Exercise details: Convert the material below into a JSON list of strings, with one string per line and blank lines omitted.
[Start of Attachment]
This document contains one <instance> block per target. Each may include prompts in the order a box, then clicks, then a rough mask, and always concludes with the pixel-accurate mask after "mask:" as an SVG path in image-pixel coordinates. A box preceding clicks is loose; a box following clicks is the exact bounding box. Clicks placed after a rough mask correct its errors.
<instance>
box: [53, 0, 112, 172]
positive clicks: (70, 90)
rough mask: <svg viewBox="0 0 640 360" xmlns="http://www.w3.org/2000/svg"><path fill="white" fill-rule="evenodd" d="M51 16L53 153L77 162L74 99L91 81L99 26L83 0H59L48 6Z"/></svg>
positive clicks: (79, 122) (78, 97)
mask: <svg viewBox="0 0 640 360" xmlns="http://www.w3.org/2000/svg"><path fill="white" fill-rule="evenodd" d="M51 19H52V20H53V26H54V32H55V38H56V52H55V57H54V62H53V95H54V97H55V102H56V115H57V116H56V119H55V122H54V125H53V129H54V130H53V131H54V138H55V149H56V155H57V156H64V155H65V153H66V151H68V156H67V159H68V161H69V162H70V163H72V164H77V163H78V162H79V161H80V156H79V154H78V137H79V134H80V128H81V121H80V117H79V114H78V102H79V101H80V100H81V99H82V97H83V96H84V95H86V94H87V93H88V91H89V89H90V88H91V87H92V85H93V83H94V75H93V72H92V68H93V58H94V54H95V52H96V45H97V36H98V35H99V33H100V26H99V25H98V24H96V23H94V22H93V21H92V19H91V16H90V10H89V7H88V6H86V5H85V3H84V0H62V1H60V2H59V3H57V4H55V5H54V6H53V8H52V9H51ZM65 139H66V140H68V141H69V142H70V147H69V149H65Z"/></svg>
[End of Attachment]
Task response:
[
  "This document contains one <instance> block per target. Each may include prompts in the order a box, then clicks, then a rough mask, and always concludes with the pixel-accurate mask after \"mask:\" as an SVG path in image-pixel coordinates. A box preceding clicks is loose; a box following clicks is the exact bounding box. Clicks placed after a rough mask correct its errors.",
  "<instance>",
  "box: [53, 0, 112, 172]",
  "positive clicks: (70, 90)",
  "rough mask: <svg viewBox=\"0 0 640 360\" xmlns=\"http://www.w3.org/2000/svg\"><path fill=\"white\" fill-rule=\"evenodd\" d=\"M51 16L53 153L77 162L74 99L91 81L99 26L83 0H59L48 6Z\"/></svg>",
  "positive clicks: (79, 122) (78, 97)",
  "mask: <svg viewBox=\"0 0 640 360\" xmlns=\"http://www.w3.org/2000/svg\"><path fill=\"white\" fill-rule=\"evenodd\" d=\"M51 19H52V20H53V26H54V32H55V38H56V52H55V57H54V62H53V95H54V97H55V102H56V115H57V116H56V119H55V122H54V125H53V129H54V130H53V131H54V138H55V149H56V155H57V156H64V155H65V153H66V151H68V156H67V159H68V161H69V162H70V163H72V164H77V163H78V162H79V161H80V156H79V154H78V137H79V134H80V128H81V121H80V117H79V114H78V102H79V101H80V100H81V99H82V97H83V96H84V95H86V94H87V93H88V91H89V89H90V88H91V87H92V85H93V83H94V75H93V72H92V68H93V58H94V54H95V52H96V45H97V36H98V35H99V33H100V26H99V25H98V24H96V23H94V22H93V21H92V19H91V16H90V10H89V7H88V6H86V5H85V3H84V0H62V1H60V2H59V3H57V4H55V5H54V6H53V8H52V9H51ZM65 139H66V140H68V141H69V142H70V147H69V149H65Z\"/></svg>"
]